### Assignment
Set down, exactly as written, every line from the one containing "Phrase: white minaret" through the end of the listing.

↓↓↓

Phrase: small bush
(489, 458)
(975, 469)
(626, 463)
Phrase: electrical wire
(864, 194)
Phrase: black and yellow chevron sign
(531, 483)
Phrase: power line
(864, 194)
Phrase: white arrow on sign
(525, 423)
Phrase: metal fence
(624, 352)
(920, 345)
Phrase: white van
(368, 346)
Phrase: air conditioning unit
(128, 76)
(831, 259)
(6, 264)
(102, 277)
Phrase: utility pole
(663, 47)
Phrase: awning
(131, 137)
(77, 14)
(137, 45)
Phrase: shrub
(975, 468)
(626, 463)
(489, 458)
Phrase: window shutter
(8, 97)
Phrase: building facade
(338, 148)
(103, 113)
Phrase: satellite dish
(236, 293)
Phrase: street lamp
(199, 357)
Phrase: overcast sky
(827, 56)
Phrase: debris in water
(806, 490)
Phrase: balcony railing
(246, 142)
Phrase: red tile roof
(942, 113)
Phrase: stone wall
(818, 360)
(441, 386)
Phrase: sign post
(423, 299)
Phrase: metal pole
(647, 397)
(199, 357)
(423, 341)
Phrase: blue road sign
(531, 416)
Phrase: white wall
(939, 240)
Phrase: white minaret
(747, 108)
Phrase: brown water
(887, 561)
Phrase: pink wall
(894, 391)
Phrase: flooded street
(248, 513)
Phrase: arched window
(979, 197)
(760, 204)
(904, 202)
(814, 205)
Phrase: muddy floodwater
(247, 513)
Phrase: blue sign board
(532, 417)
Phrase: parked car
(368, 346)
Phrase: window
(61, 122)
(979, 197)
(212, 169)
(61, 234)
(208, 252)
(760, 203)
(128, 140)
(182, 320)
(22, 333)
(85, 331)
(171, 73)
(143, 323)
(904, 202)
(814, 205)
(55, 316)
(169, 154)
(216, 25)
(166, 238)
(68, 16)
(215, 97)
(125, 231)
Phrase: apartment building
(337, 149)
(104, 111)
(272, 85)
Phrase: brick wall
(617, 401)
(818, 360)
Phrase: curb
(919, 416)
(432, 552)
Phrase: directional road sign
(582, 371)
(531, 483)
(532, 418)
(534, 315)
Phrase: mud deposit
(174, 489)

↑↑↑

### Task solution
Phrase: white minaret
(747, 108)
Phrase: brown water
(887, 561)
Phrase: pink wall
(894, 391)
Phrase: flooded street
(248, 513)
Phrase: arched window
(979, 197)
(760, 204)
(904, 202)
(814, 205)
Phrase: muddy floodwater
(247, 513)
Phrase: blue sign board
(532, 417)
Phrase: parked car
(368, 346)
Phrase: window
(61, 122)
(979, 197)
(212, 169)
(61, 234)
(208, 252)
(760, 203)
(128, 140)
(182, 320)
(22, 333)
(85, 331)
(171, 73)
(143, 323)
(904, 202)
(814, 205)
(55, 316)
(169, 154)
(216, 25)
(166, 238)
(68, 16)
(215, 97)
(125, 231)
Phrase: apartment building
(337, 149)
(104, 111)
(272, 85)
Phrase: brick wall
(617, 401)
(818, 360)
Phrase: curb
(919, 416)
(432, 552)
Phrase: directional road sign
(582, 371)
(531, 483)
(532, 418)
(534, 315)
Phrase: mud deposit
(174, 489)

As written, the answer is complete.